For achieving the above-mentioned objects there is provided a method of the introductorily stated type which, according to the invention, is characterized in that, in a pipe section at the lower end of the test pipe, there is releasably retained a pig forming a barrier between formation fluid and a lightweight damping fluid filling the pipe above the pig, the pig being released at the start of the test and being moved in a controlled manner upwards in the pipe as a result of a positive pressure difference between the fluids below and above the pig.

Further, there is provided a system of the introductorily stated type which, according to the invention, is characterized in that it comprises a pig arranged to be retained releasably and in a sealing manner in a pipe section at the lower end of the test pipe, and a reservoir for a lightweight damping fluid arranged to be supplied to the test pipe via the flow head, in order to substantially fill the test pipe above the pig at the start of the test, so that the pig forms a barrier between fluid from the formation and the damping fluid above the pig.

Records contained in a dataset
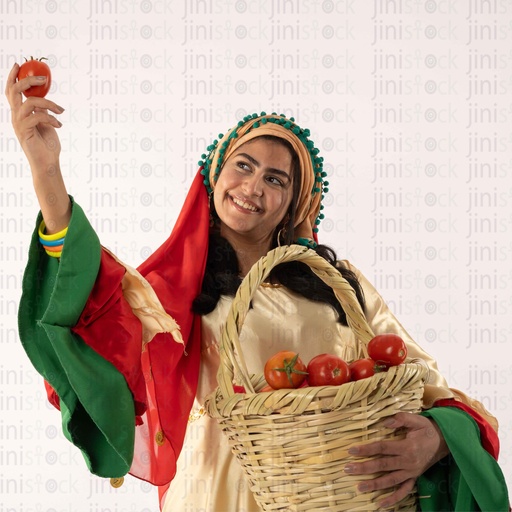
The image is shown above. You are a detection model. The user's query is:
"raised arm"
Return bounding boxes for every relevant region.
[5,64,71,234]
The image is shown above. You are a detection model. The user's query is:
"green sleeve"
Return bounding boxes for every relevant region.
[18,201,135,477]
[417,407,509,512]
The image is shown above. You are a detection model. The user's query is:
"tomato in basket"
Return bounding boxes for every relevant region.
[264,350,308,389]
[308,354,350,386]
[368,334,407,368]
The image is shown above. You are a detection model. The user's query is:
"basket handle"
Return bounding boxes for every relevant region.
[217,245,374,398]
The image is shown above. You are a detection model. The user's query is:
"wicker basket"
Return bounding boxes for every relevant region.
[205,245,427,512]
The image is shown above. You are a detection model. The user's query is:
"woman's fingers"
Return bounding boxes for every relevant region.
[5,64,64,116]
[22,111,62,129]
[19,96,64,118]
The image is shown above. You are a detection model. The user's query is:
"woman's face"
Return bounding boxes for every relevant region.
[213,138,293,243]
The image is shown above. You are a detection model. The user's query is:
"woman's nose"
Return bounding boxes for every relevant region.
[242,174,263,197]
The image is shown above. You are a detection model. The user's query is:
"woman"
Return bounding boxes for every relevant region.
[6,65,507,511]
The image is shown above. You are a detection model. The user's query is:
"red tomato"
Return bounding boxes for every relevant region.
[348,359,376,380]
[18,57,52,98]
[308,354,350,386]
[368,334,407,368]
[265,350,307,389]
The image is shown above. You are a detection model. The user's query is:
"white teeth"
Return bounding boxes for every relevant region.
[233,197,258,212]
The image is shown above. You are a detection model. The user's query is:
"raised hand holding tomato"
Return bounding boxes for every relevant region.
[264,350,307,389]
[5,59,71,234]
[18,57,52,98]
[368,334,407,368]
[307,354,350,386]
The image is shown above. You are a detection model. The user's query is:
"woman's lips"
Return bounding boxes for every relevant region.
[229,196,261,213]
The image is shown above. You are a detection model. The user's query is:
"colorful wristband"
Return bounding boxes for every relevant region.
[39,237,64,247]
[38,220,68,258]
[39,220,68,242]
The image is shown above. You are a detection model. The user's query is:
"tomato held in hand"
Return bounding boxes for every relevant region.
[368,334,407,368]
[348,359,380,381]
[264,350,307,389]
[308,354,350,386]
[18,57,52,98]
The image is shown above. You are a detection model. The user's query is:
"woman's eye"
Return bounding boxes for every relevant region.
[238,162,250,171]
[267,176,283,186]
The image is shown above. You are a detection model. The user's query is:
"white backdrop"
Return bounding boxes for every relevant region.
[0,0,512,512]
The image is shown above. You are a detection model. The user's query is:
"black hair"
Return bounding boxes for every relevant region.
[192,135,365,325]
[192,232,365,325]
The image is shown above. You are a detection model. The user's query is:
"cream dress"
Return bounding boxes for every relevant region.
[163,263,494,512]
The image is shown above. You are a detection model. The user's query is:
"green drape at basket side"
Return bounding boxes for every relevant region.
[418,407,509,512]
[18,200,135,477]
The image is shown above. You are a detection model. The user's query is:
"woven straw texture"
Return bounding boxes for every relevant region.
[205,245,427,512]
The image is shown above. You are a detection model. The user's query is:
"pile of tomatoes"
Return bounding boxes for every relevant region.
[262,334,407,391]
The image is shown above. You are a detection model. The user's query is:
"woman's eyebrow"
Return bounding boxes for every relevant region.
[236,153,290,180]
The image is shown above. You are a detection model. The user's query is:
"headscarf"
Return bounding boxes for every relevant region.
[75,113,326,498]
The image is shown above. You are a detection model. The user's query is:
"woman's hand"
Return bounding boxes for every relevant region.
[5,64,71,233]
[345,412,449,508]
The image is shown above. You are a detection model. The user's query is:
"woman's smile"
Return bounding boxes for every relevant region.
[213,138,293,246]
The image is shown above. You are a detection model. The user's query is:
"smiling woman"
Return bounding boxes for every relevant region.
[6,65,508,512]
[213,138,293,275]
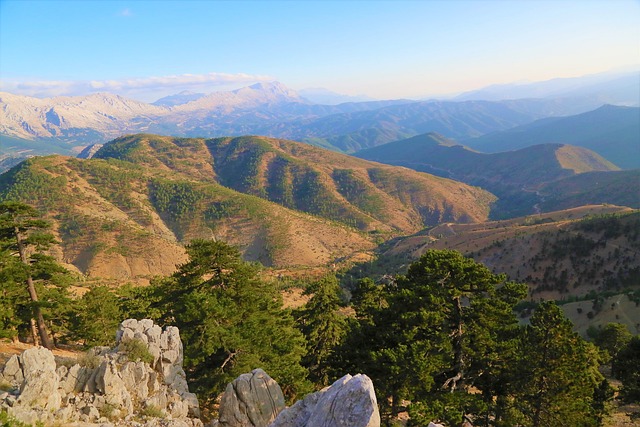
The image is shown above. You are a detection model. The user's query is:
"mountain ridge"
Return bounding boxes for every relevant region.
[464,105,640,169]
[355,133,618,218]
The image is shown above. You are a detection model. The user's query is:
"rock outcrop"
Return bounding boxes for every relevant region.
[0,319,202,427]
[270,374,380,427]
[211,369,380,427]
[218,369,285,427]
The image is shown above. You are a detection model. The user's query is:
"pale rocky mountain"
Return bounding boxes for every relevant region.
[153,90,207,107]
[173,82,308,112]
[0,82,308,144]
[0,92,169,141]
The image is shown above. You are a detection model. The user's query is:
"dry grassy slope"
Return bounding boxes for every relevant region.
[206,137,495,232]
[0,152,375,282]
[357,133,619,192]
[386,205,640,299]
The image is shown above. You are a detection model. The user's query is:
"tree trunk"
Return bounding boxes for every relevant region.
[29,317,40,346]
[443,297,464,393]
[14,227,53,350]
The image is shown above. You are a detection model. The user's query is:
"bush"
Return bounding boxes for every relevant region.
[78,351,101,369]
[138,406,165,418]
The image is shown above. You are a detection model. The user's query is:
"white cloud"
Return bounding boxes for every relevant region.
[0,73,273,100]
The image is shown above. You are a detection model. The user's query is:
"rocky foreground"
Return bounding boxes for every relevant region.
[0,319,380,427]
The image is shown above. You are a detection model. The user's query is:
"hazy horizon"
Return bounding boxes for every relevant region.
[0,0,640,102]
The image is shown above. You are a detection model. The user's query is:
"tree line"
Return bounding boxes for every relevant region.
[0,202,640,427]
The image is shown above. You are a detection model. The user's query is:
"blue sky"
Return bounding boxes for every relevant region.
[0,0,640,101]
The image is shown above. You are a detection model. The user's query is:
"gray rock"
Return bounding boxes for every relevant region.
[0,319,202,427]
[2,354,24,388]
[270,374,380,427]
[218,369,285,427]
[17,347,62,411]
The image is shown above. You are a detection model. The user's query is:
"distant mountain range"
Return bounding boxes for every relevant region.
[454,71,640,106]
[380,205,640,302]
[0,71,636,162]
[0,134,495,280]
[355,133,624,218]
[464,105,640,169]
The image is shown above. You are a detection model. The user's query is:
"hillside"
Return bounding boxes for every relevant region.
[284,101,546,152]
[381,205,640,302]
[538,169,640,211]
[355,133,617,218]
[464,105,640,169]
[0,135,494,280]
[0,82,616,162]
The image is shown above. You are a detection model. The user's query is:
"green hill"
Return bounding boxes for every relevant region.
[356,133,618,218]
[464,105,640,169]
[538,169,640,211]
[378,205,640,301]
[0,135,495,281]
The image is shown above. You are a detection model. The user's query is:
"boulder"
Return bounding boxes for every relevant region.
[218,369,285,427]
[270,374,380,427]
[0,319,202,427]
[17,347,62,411]
[2,354,24,388]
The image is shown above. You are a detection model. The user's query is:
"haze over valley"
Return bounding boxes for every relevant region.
[0,0,640,427]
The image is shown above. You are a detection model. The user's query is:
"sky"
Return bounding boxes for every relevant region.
[0,0,640,102]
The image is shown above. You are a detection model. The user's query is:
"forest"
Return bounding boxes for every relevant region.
[0,201,640,427]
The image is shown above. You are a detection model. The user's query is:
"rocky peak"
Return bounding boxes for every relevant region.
[0,319,202,427]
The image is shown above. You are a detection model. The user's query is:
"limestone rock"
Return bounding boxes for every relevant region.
[17,347,61,411]
[270,374,380,427]
[2,354,24,388]
[218,369,285,427]
[0,319,202,427]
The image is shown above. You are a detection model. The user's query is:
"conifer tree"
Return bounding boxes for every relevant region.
[0,201,65,348]
[294,276,346,386]
[514,302,603,427]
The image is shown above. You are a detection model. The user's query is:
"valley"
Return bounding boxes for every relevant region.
[0,72,640,426]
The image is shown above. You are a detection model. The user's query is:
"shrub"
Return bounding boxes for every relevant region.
[78,351,101,369]
[138,406,165,418]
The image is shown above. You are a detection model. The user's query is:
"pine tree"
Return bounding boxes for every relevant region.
[294,276,346,386]
[514,302,603,427]
[73,286,124,347]
[151,240,308,401]
[0,201,67,348]
[614,335,640,402]
[335,250,525,425]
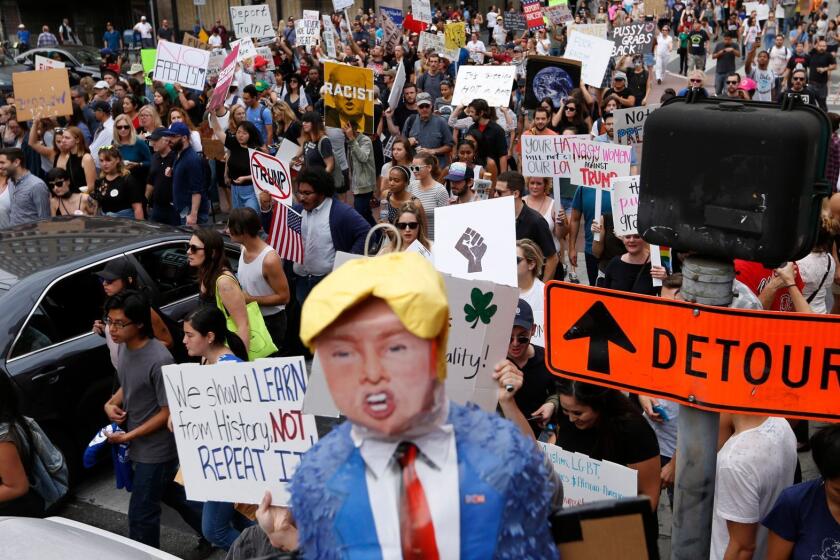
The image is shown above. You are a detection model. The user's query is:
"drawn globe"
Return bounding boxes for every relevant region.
[531,66,575,108]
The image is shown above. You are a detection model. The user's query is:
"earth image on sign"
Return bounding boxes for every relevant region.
[531,66,575,107]
[250,151,292,204]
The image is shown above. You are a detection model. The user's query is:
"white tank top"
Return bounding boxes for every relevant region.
[236,245,286,317]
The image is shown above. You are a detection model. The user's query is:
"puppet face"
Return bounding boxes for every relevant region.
[316,299,437,436]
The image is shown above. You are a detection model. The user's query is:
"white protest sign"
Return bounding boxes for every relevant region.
[154,39,210,91]
[613,103,660,146]
[538,442,639,507]
[610,175,639,236]
[434,197,518,287]
[452,66,516,107]
[563,31,613,88]
[230,4,276,40]
[163,357,318,505]
[35,54,65,70]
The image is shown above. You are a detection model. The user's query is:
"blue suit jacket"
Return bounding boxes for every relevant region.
[291,403,558,560]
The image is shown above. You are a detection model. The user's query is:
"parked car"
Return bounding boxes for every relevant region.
[15,45,102,85]
[0,216,240,472]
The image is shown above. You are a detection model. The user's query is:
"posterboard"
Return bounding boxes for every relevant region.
[613,103,660,146]
[612,21,656,56]
[565,30,613,88]
[324,62,374,134]
[538,442,639,508]
[434,197,518,286]
[610,175,639,237]
[163,356,318,505]
[12,68,73,121]
[452,65,516,107]
[230,4,276,40]
[154,39,210,91]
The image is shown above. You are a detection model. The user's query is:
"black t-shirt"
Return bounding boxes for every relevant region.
[516,203,555,258]
[94,175,145,213]
[148,151,175,208]
[557,411,659,466]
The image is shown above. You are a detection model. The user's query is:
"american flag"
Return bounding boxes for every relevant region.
[268,204,303,263]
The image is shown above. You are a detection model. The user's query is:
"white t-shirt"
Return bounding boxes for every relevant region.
[709,418,796,560]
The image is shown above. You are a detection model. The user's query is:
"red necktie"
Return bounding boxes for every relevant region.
[397,442,439,560]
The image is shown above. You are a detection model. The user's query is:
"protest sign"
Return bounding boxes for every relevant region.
[163,357,318,505]
[524,56,581,109]
[434,197,517,286]
[324,62,374,134]
[12,68,73,121]
[452,66,516,107]
[613,103,660,146]
[522,0,545,31]
[565,30,613,88]
[154,39,210,91]
[248,149,293,206]
[612,21,656,56]
[411,0,432,24]
[610,175,640,235]
[35,54,66,70]
[230,4,276,40]
[538,442,639,508]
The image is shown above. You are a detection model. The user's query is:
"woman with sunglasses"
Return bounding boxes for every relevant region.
[45,167,96,216]
[91,145,146,220]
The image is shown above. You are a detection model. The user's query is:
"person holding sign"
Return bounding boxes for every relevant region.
[257,252,560,559]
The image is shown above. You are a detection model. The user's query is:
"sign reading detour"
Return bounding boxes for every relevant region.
[546,282,840,422]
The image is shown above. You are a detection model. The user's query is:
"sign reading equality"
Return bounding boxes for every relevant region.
[546,282,840,422]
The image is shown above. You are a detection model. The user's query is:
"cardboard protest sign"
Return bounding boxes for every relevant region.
[522,0,545,31]
[434,197,517,286]
[452,66,516,107]
[154,39,210,91]
[230,4,276,40]
[35,54,66,70]
[565,30,613,88]
[207,44,239,111]
[538,442,639,508]
[163,357,318,505]
[324,62,374,134]
[12,68,73,121]
[612,21,656,56]
[613,103,660,146]
[523,56,581,109]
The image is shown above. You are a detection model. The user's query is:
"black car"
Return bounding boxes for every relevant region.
[0,216,240,474]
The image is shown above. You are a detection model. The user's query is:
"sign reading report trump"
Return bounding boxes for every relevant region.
[324,62,373,134]
[452,66,516,107]
[163,357,318,505]
[545,282,840,422]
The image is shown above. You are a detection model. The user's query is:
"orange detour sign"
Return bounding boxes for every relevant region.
[545,282,840,422]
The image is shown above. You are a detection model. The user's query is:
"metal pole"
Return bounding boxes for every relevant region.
[671,256,735,560]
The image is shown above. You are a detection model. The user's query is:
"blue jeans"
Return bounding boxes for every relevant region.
[128,459,201,548]
[230,183,260,216]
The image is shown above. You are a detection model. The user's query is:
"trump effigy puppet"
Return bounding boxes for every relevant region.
[261,252,559,560]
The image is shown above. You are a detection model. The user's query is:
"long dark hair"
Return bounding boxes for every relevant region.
[557,379,641,460]
[184,305,248,362]
[193,228,228,297]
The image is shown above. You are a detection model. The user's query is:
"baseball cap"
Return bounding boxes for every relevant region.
[96,257,137,282]
[446,161,474,181]
[513,299,534,332]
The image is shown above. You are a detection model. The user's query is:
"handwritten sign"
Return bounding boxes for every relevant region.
[610,175,640,236]
[538,442,639,507]
[613,103,660,146]
[452,66,516,107]
[154,39,210,91]
[230,4,275,39]
[12,68,73,121]
[163,357,318,505]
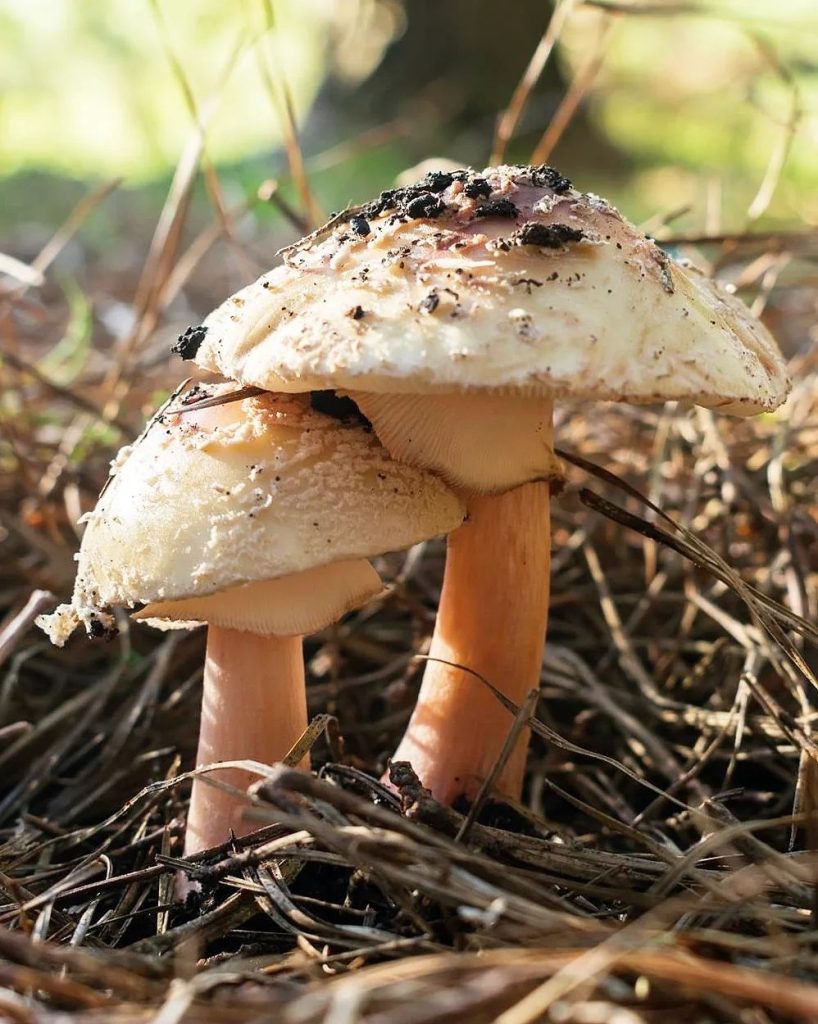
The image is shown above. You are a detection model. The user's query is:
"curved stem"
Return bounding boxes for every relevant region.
[184,626,309,854]
[393,482,551,803]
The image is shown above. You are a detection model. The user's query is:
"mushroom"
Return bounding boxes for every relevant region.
[38,385,464,854]
[182,166,789,801]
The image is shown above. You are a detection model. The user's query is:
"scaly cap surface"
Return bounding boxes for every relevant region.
[188,167,789,415]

Challenges →
- a) Translate this sentence from the test-pipe passage into Spanish: "For achieving the above-mentioned objects there is provided a method of the introductorily stated type which, according to the invention, is characterized in that, in a pipe section at the lower end of the test pipe, there is releasably retained a pig forming a barrier between formation fluid and a lightweight damping fluid filling the pipe above the pig, the pig being released at the start of the test and being moved in a controlled manner upwards in the pipe as a result of a positive pressure difference between the fluids below and above the pig."
- b) Please repeat the portion of the test-pipe passage starting with "Further, there is" and going on through "fluid above the pig.".

Solution set →
- a) Para lograr los objetos mencionados anteriormente, se proporciona un método del tipo indicado en la introducción que, según la invención, se caracteriza por que, en una sección de tubería en el extremo inferior de la tubería de prueba, se retiene de forma liberable un rascador que forma una barrera entre el fluido de formación y un fluido amortiguador ligero que llena la tubería por encima del rascador, siendo el rascador liberado al inicio de la prueba y desplazado de manera controlada hacia arriba en la tubería como resultado de una diferencia de presión positiva entre los fluidos por debajo y por encima del rascador.

- b)
Further, there is provided a system of the introductorily stated type which, according to the invention, is characterized in that it comprises a pig arranged to be retained releasably and in a sealing manner in a pipe section at the lower end of the test pipe, and a reservoir for a lightweight damping fluid arranged to be supplied to the test pipe via the flow head, in order to substantially fill the test pipe above the pig at the start of the test, so that the pig forms a barrier between fluid from the formation and the damping fluid above the pig.